[WHAT YOU NEED TO DO]
Leaving out all images, write out the records that follow exactly.

[DATA EXTRACT]
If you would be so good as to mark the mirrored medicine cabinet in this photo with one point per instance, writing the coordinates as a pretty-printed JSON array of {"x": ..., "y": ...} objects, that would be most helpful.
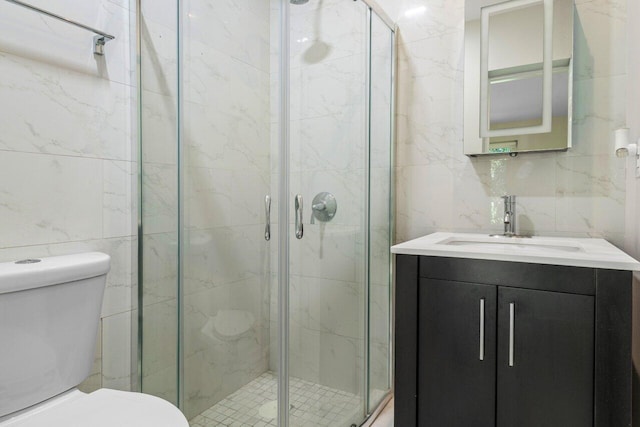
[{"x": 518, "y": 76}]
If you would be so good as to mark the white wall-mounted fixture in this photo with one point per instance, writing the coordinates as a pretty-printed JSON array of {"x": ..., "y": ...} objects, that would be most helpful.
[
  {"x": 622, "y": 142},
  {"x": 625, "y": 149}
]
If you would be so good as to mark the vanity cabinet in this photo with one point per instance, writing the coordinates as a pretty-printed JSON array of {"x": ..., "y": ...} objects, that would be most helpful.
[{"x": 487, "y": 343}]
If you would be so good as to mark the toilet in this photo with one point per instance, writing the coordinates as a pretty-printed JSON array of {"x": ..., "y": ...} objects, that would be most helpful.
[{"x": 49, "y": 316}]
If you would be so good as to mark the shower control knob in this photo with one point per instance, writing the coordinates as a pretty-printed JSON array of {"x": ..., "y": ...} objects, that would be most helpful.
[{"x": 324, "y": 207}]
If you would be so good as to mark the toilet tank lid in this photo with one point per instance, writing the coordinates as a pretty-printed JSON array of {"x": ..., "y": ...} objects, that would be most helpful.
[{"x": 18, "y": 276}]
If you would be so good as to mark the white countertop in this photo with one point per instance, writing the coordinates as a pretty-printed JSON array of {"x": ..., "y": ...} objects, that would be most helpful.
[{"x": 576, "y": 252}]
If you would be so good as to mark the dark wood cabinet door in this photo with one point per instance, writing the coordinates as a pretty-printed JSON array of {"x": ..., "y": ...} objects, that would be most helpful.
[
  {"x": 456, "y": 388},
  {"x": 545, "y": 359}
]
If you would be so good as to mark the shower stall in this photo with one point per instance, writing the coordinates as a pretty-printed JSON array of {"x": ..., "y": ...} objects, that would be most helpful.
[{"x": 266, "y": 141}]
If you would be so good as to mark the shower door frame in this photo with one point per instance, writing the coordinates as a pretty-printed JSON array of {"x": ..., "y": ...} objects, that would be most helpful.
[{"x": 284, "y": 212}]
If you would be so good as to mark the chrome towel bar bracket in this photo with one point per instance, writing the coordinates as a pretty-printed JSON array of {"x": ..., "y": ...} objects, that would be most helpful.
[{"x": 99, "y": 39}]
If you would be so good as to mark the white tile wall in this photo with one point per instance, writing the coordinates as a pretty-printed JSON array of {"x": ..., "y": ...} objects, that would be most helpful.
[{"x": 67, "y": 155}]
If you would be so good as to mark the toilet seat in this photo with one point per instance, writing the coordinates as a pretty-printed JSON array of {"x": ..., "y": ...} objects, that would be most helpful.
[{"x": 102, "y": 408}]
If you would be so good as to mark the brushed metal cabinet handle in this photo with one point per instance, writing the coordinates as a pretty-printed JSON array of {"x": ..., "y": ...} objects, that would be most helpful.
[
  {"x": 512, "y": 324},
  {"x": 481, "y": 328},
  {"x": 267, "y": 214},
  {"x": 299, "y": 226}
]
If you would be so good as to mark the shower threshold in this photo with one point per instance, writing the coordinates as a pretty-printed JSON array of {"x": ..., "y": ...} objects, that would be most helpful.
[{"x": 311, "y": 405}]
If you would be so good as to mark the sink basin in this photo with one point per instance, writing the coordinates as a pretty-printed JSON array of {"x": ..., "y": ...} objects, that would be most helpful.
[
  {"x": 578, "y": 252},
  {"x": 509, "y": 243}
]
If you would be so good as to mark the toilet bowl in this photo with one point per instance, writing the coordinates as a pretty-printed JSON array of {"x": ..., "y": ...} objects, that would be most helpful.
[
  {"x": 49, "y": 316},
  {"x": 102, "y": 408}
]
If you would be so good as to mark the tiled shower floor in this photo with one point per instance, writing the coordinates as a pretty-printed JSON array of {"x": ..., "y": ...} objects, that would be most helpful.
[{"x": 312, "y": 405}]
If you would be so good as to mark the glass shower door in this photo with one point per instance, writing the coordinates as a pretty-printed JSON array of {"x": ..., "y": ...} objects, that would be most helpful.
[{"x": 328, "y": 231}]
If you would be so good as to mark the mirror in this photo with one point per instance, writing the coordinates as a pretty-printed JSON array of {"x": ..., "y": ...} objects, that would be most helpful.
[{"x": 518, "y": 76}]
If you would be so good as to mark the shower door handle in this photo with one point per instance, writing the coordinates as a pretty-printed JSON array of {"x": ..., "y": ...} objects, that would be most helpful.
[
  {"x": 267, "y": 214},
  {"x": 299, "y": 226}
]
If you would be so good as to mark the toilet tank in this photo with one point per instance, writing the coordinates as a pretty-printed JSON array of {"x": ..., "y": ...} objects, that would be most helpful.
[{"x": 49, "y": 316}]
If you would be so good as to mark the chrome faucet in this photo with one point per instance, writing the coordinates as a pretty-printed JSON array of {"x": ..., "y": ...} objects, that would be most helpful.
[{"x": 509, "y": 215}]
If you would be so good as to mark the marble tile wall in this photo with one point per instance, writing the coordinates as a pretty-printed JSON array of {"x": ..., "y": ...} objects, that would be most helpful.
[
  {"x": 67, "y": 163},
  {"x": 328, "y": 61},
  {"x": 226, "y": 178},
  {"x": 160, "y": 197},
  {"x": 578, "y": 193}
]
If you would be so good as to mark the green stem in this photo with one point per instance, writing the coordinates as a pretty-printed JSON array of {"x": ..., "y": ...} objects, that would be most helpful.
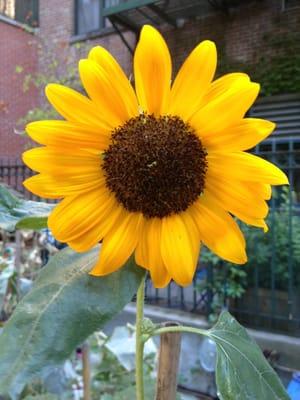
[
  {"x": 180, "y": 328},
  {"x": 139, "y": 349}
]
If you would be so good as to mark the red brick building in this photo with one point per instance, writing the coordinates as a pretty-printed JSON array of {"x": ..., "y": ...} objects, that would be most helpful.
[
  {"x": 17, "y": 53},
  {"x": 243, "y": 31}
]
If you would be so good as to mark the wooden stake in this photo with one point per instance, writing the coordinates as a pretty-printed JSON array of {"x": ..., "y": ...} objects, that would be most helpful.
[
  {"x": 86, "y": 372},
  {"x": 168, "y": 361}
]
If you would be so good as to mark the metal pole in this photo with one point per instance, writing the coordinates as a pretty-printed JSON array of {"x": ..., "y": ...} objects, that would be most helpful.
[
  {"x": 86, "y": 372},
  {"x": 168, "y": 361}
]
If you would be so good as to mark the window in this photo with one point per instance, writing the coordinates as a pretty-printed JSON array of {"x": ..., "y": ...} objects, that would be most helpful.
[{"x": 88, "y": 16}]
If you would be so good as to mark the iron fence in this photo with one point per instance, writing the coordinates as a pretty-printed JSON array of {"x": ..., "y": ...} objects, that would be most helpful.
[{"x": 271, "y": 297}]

[WRITTEN RESPONSE]
If you would be so good as to mark the mirrored medicine cabinet in this photo with one point per instance, writing the coordinates as a pretty-printed JSON array of {"x": ..., "y": ...} objects, that would be most helpful.
[{"x": 518, "y": 76}]
If you would be so good as to mark the white wall-mounted fixture in this photo with one point per instance, writing the coordinates as a pretty-printed JSON array of {"x": ..., "y": ...} objects, that would be most helpful.
[
  {"x": 622, "y": 142},
  {"x": 625, "y": 149}
]
If you would be so good as to mark the vanity cabinet in this photo with one point per instance, writing the coordinates as a pretty-printed JSON array of {"x": ..., "y": ...} objects, that would be most helpful.
[{"x": 487, "y": 343}]
If you would be so good as to mark the toilet in this photo with one point per instance, writing the coordinates as a pretty-printed JSON array of {"x": ..., "y": ...} objects, that would be most helpful.
[{"x": 49, "y": 316}]
If you would be so good as to mark the shower control knob in this photo with one point per instance, writing the coordinates as a pretty-printed JSON array of {"x": ..., "y": ...} objects, that would be most helpful.
[{"x": 324, "y": 207}]
If you would be so good as to mark the toilet tank lid in this photo with one point per instance, writing the coordinates as a pretty-printed JSON array of {"x": ..., "y": ...} objects, that would be most helpful.
[{"x": 18, "y": 276}]
If you would be so good as to mark the white countertop in this photo with one point per instance, writing the coordinates as a pretty-printed JSON array of {"x": ..., "y": ...} objects, that would be most helpful.
[{"x": 576, "y": 252}]
If you would be so good as to mark the dark wood cabinet door in this photo with one point per instance, writing the coordinates as a pretty-printed JSON array of {"x": ..., "y": ...} objects, that would be most helpful.
[
  {"x": 456, "y": 388},
  {"x": 545, "y": 359}
]
If you would be so good as to mark the shower stall in this photo with one point per instance, writing the coordinates as a pretty-printed JSON array of {"x": ..., "y": ...} objects, that would be most helpful.
[{"x": 266, "y": 141}]
If you would be so good as to mark the shower door frame in this photo with one point per instance, writing the coordinates as a pretty-printed JSON array of {"x": ..., "y": ...} objects, that would be most helpful.
[{"x": 284, "y": 212}]
If you would be so good as to mark the chrome towel bar bracket in this photo with one point per instance, writing the coordinates as a pretty-printed JSON array of {"x": ..., "y": ...} objects, that would be most helpful.
[{"x": 99, "y": 39}]
If you would be so good as to mark the white tile wall in this photo with one point per instance, writing the coordinates as a pretty-printed JSON array of {"x": ..., "y": ...} objects, that would be most helpful.
[{"x": 67, "y": 155}]
If you would be so good as to mark the toilet seat in this photo with one point per instance, writing the coordinates as a pretty-printed JSON array of {"x": ..., "y": ...} objects, that would be most helpful.
[{"x": 102, "y": 408}]
If you would be so good as to mark the brushed metal cabinet handle in this photo with one point per instance, writing the coordinates as a pretty-printed JSON array of {"x": ..., "y": ...} objects, that would be most helpful.
[
  {"x": 512, "y": 324},
  {"x": 481, "y": 328},
  {"x": 267, "y": 214},
  {"x": 299, "y": 226}
]
If you would be so good as to mark the shower threshold in this photo with one point per instance, writing the coordinates as a pretty-printed JSON array of {"x": ..., "y": ...} objects, that would be most helpful.
[{"x": 311, "y": 405}]
If you would be so good as to mark the sink basin in this photo with one point per instance, writing the coordinates as a pretty-printed JSON array of {"x": ..., "y": ...} objects, that would be most helpful.
[
  {"x": 578, "y": 252},
  {"x": 509, "y": 243}
]
If you would be so good as to mark the toilet bowl in this photo with one point per instance, writing the coordinates as a pretty-printed JSON array of {"x": ..., "y": ...} objects, that would be most helpful.
[
  {"x": 49, "y": 316},
  {"x": 102, "y": 408}
]
If you would be so good as to mark the tiled shower floor in this photo with one point per instance, writing the coordinates as a pretty-printed JSON array of {"x": ..., "y": ...} objects, that would be most helpful.
[{"x": 312, "y": 405}]
If you would be so good as to mark the glass shower door in this photo with one point per instance, writing the coordinates as a pretty-printed JSON array of {"x": ..., "y": ...} objects, that would be most helpful.
[{"x": 328, "y": 231}]
If you would be so good as to mark the mirror in this photo with one point per instance, writing the coordinates as a pretty-printed JSON array of {"x": ..., "y": ...} objects, that would be most helpful.
[{"x": 518, "y": 76}]
If you would be so good as to mark the shower door handle in this photo with one point per instance, writing the coordinates as a pretty-printed JSON array of {"x": ..., "y": ...} objects, that would be most helpful.
[
  {"x": 267, "y": 214},
  {"x": 299, "y": 226}
]
If you would be so good as to mark the toilet tank in this photo with one point per instance, writing the coordinates as a pretty-printed JSON array of {"x": ..., "y": ...} objects, that would be most helpful.
[{"x": 49, "y": 316}]
If you would be so good as to mark the chrome faucet in this photo with one point per instance, writing the coordinates as a pretty-printed JSON array of {"x": ..., "y": ...} objects, that would be most helpful.
[{"x": 509, "y": 215}]
If you would be so good as to mark the marble tile wall in this photo with one point per instance, writing the coordinates as a pretty-printed JSON array of {"x": ..., "y": ...} objects, that would be most helpful.
[
  {"x": 67, "y": 163},
  {"x": 328, "y": 61},
  {"x": 226, "y": 178},
  {"x": 160, "y": 197},
  {"x": 578, "y": 193}
]
If you would be so good as to mark the green stem in this photo with one point per instance, writing the coordinates as a pretty-printed JSON array of {"x": ..., "y": ...} objects, that would be most helpful.
[
  {"x": 180, "y": 328},
  {"x": 139, "y": 349}
]
If you would be so good as to mark the red brick building in this photo with one point per instance, writing the coordinates as a pretty-printed JSON array of {"x": ..., "y": ...} objects, that would be most helpful.
[
  {"x": 17, "y": 53},
  {"x": 243, "y": 31}
]
If you would be so good as to mark the wooden stake in this photo with one point per instance, writing the coordinates as a pretty-printed JSON array of {"x": ..., "y": ...} objects, that would be most helpful.
[
  {"x": 86, "y": 372},
  {"x": 168, "y": 361}
]
If you would be so good as to mark the metal pole in this photo with one point per instance, writing the coordinates as a pretty-printed JSON array of {"x": ..., "y": ...} objects, that would be most helpful.
[
  {"x": 86, "y": 372},
  {"x": 168, "y": 361}
]
If you would be so good as to mark the window in this photo with one point per instance, writing the coordinates as a pretty-printed JSON array of {"x": ..., "y": ...} objects, that would be most helpful.
[{"x": 88, "y": 16}]
If you would be so good as to mark the iron fence in this photo with one point per instance, writing the coordinates as a pretty-printed JSON array of {"x": ..., "y": ...} objects, that would be most helpful.
[{"x": 271, "y": 297}]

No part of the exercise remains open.